(What the task asks): Present the lines below as a Markdown table with two columns, Row and Line, giving each line its own numbered row and leaving out any blank lines. Keep the pictures out of the table.

(Recorded information):

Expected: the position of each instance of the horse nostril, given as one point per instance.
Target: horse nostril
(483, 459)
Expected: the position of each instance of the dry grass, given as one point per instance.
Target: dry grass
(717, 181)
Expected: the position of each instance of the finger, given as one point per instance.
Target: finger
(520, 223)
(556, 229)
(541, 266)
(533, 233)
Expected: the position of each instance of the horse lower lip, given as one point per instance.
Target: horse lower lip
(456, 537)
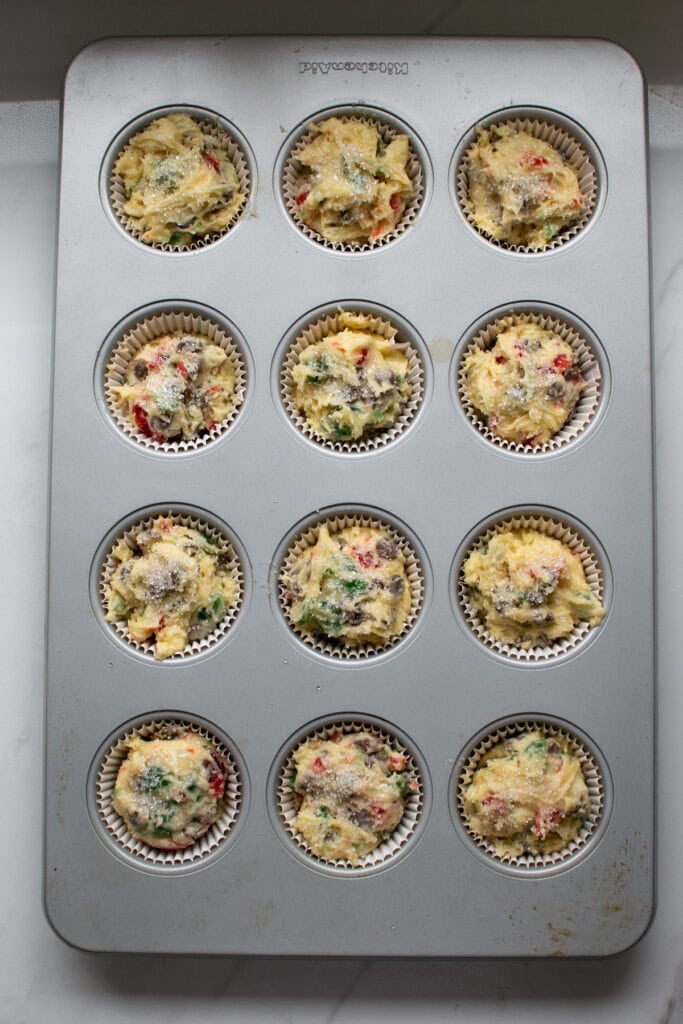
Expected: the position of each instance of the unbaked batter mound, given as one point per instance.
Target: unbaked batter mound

(Solution for this problem):
| Row | Line |
|---|---|
| 1 | Expected: the position of each instance of the horse nostril, given as one point per instance. |
| 2 | Target: horse nostril |
| 3 | (483, 459) |
| 4 | Expected: the position of each instance of the dry grass, given as one point per instance. |
| 5 | Target: dry grass |
| 6 | (717, 181) |
| 7 | Expected: the position of each instance of the finger, given as one point per instance. |
| 8 | Target: finger |
| 9 | (520, 223) |
| 10 | (556, 229) |
| 11 | (541, 266) |
| 12 | (533, 233) |
| 13 | Expected: the position of each instance of the horse lower lip, given as one point per instance. |
| 14 | Target: horse lower lip |
| 15 | (456, 537) |
| 16 | Expected: the position of each instance of the unbaked batter mound, given as one point per instance. |
| 17 | Target: unbaked batter mound |